### WHAT IS NEEDED:
In the listing below, locate the line that contains "Where can you see the orange" and the line that contains "Where can you see the spruce". Restate word for word those two lines and every line between them, and nothing else.

### INFORMATION:
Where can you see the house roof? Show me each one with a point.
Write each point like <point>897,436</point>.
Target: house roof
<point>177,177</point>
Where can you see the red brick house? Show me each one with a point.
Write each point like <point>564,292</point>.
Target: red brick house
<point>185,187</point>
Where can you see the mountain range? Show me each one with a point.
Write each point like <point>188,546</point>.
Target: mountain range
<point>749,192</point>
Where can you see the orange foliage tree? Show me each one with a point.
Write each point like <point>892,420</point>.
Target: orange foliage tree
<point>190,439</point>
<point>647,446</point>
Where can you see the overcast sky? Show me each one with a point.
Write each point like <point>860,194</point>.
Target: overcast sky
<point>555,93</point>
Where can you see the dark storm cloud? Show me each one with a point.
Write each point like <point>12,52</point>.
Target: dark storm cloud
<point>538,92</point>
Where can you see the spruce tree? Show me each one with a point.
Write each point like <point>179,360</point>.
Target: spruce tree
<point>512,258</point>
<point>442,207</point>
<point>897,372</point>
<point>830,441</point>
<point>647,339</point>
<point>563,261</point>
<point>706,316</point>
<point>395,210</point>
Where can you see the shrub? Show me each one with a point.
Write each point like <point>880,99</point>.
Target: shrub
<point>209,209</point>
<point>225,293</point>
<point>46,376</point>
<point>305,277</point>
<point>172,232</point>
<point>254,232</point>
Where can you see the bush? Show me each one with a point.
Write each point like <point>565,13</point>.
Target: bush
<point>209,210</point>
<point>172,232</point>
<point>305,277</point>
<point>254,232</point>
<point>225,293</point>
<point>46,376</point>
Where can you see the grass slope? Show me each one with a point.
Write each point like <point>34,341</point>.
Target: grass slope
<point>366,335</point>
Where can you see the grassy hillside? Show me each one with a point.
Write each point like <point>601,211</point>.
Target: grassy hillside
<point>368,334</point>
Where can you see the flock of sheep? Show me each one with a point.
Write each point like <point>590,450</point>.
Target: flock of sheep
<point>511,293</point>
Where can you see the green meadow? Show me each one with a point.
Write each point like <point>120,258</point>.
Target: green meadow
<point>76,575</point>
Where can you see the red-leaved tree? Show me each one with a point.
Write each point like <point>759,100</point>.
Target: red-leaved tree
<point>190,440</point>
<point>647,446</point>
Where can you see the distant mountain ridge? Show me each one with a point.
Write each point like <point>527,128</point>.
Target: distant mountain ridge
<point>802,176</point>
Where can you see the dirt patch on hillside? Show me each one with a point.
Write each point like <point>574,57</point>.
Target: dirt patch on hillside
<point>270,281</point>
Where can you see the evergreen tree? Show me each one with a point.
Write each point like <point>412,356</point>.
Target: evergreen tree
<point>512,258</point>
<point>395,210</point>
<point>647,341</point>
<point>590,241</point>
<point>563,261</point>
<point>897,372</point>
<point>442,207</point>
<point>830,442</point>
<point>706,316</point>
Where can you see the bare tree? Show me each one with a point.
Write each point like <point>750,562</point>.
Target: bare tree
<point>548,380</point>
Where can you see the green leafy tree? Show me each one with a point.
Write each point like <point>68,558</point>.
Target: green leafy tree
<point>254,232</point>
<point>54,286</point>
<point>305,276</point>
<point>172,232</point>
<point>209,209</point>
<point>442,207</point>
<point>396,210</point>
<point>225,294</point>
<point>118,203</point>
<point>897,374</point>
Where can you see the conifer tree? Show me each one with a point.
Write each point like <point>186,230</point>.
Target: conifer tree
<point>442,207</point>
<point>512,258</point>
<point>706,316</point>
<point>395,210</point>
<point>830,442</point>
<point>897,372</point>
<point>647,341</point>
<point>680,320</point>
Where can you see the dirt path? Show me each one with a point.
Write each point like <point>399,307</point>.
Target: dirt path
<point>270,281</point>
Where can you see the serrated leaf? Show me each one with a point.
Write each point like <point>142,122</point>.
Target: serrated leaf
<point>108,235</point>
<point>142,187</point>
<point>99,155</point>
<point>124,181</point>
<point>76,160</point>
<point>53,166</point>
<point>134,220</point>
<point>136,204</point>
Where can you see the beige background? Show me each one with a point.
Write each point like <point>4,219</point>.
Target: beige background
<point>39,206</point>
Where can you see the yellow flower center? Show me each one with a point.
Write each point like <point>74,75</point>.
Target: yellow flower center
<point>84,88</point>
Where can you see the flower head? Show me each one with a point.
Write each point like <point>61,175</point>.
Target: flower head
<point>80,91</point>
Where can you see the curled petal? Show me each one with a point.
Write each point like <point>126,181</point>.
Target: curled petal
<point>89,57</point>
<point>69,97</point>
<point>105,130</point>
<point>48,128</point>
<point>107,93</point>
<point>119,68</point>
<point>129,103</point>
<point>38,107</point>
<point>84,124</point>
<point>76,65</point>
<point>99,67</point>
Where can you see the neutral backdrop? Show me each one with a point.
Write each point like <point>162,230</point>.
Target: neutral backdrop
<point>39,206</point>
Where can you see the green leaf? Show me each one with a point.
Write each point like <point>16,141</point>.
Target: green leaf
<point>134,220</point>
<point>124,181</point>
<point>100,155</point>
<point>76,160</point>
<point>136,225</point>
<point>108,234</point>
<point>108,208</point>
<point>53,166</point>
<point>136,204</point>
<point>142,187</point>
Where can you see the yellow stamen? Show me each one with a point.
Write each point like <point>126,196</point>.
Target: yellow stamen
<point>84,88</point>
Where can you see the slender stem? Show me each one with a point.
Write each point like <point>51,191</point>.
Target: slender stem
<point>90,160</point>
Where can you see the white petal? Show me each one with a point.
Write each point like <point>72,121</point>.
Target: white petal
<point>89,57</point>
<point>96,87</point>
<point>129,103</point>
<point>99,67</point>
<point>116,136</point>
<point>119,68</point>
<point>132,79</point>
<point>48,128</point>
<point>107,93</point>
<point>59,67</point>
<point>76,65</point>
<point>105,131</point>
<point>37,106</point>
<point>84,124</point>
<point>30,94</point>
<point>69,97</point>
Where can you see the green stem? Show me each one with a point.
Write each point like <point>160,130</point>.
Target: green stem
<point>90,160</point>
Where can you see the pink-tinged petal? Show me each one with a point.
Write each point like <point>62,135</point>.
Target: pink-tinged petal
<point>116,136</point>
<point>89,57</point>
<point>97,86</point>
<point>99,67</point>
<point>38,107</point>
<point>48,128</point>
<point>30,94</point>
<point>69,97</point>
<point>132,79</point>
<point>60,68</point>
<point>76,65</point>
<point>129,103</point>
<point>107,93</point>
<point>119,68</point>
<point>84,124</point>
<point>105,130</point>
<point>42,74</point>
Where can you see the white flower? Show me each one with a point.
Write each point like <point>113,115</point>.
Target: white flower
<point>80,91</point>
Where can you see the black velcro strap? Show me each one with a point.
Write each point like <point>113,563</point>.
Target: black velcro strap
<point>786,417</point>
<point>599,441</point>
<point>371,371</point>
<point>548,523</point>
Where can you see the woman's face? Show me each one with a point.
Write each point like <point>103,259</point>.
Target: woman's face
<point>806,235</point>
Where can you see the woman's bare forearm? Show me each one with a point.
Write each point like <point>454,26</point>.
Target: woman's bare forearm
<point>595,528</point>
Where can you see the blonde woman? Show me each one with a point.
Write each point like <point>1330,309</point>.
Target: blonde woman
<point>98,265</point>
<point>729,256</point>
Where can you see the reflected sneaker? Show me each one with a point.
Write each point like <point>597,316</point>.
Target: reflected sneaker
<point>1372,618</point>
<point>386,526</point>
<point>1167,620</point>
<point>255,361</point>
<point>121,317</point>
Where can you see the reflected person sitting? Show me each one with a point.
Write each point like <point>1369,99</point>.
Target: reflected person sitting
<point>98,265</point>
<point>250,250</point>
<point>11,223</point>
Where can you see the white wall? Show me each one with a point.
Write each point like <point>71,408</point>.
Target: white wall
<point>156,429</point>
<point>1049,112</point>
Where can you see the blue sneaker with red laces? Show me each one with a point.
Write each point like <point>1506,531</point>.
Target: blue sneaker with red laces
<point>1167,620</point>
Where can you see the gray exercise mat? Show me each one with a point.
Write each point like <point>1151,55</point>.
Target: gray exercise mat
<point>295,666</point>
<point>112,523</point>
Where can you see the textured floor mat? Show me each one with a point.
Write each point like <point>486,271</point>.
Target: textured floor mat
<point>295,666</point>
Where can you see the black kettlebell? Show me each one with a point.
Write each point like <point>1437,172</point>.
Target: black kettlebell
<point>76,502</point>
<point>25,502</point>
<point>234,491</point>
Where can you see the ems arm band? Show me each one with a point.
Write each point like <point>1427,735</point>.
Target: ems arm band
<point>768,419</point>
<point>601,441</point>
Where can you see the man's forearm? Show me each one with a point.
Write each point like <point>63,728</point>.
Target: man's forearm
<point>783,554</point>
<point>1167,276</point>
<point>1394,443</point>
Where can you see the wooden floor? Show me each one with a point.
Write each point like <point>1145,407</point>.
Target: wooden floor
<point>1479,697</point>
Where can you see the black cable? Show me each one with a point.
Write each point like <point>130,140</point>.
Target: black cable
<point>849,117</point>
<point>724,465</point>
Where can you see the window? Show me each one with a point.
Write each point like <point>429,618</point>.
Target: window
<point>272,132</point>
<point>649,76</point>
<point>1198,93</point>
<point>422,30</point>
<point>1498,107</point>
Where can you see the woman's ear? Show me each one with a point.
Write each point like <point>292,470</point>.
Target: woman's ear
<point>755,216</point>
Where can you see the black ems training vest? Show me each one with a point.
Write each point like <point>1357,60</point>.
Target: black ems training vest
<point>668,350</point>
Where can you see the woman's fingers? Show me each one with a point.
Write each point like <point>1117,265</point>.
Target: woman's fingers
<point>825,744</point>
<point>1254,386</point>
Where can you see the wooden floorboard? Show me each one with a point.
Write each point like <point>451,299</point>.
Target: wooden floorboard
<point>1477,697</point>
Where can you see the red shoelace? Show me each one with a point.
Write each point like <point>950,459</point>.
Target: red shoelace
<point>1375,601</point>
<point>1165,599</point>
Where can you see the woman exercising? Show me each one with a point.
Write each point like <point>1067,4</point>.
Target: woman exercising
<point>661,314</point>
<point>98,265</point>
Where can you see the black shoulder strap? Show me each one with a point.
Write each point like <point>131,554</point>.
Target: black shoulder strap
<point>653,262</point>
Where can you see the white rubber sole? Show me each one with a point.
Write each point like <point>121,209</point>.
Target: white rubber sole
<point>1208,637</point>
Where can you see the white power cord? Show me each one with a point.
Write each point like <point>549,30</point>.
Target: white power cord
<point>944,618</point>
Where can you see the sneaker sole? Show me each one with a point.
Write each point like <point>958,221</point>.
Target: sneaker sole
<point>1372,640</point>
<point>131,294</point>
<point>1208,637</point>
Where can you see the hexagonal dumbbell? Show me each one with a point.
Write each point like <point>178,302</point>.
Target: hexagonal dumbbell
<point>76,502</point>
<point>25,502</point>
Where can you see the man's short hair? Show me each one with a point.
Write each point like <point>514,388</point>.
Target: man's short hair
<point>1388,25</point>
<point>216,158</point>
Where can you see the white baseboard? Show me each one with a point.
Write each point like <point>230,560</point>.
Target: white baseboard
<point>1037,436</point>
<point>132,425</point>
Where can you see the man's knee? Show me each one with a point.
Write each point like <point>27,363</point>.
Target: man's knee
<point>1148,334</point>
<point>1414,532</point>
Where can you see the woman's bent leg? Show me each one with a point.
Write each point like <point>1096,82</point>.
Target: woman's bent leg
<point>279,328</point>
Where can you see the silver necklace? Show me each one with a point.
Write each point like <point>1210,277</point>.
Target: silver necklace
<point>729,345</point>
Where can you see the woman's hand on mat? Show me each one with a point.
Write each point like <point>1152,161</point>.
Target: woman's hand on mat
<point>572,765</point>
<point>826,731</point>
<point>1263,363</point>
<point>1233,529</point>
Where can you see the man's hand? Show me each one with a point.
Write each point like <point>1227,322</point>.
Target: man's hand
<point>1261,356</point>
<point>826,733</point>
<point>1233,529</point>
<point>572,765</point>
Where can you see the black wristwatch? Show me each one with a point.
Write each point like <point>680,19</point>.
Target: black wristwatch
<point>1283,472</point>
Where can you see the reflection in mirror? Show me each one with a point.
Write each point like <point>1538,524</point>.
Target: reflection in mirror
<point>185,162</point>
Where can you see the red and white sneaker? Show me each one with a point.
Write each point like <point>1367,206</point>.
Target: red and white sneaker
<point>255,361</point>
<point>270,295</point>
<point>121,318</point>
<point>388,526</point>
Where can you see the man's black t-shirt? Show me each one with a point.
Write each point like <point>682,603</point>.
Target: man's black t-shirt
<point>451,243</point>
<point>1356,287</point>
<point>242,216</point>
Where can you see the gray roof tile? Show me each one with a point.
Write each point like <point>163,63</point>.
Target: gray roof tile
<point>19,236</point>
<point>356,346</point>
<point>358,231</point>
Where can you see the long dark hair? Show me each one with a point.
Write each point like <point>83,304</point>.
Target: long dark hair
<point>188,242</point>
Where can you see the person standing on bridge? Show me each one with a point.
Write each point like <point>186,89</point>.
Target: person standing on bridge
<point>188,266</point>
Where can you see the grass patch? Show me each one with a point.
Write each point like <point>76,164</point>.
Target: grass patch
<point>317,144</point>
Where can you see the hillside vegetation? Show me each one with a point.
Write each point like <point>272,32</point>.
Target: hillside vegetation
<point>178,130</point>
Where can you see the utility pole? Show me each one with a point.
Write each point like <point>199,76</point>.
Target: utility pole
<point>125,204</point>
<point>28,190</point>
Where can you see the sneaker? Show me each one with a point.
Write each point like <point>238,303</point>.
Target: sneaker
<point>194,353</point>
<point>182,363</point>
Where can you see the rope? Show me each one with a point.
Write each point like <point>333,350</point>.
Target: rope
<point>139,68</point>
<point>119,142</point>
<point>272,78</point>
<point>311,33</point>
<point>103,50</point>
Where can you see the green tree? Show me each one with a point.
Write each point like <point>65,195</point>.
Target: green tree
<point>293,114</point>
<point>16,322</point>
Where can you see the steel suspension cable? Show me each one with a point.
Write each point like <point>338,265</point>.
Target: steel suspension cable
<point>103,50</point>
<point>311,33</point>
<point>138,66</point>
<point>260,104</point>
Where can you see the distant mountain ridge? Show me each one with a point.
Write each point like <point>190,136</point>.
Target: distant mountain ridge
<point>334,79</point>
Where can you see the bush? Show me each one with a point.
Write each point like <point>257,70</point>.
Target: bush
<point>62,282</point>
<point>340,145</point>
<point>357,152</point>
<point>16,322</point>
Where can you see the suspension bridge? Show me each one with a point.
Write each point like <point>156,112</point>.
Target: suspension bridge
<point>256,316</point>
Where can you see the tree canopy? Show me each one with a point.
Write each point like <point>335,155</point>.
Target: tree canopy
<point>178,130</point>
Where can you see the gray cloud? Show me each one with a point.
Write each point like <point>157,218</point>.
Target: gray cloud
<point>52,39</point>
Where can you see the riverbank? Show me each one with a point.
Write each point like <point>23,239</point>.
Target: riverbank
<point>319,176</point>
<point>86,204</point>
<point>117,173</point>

### PROBLEM SOLUTION:
Where can you see the orange foliage tree? Show me each one with a point.
Write each point like <point>892,420</point>.
Target: orange foliage tree
<point>190,439</point>
<point>647,446</point>
Where can you see the overcast sky? Show me each one with a point.
Write each point like <point>860,194</point>.
Target: overcast sky
<point>555,93</point>
Where can you see the dark storm cloud? Show me each one with a point.
Write each point like <point>12,52</point>.
Target: dark storm cloud
<point>538,92</point>
Where can you see the spruce tree? Show me each one with a point.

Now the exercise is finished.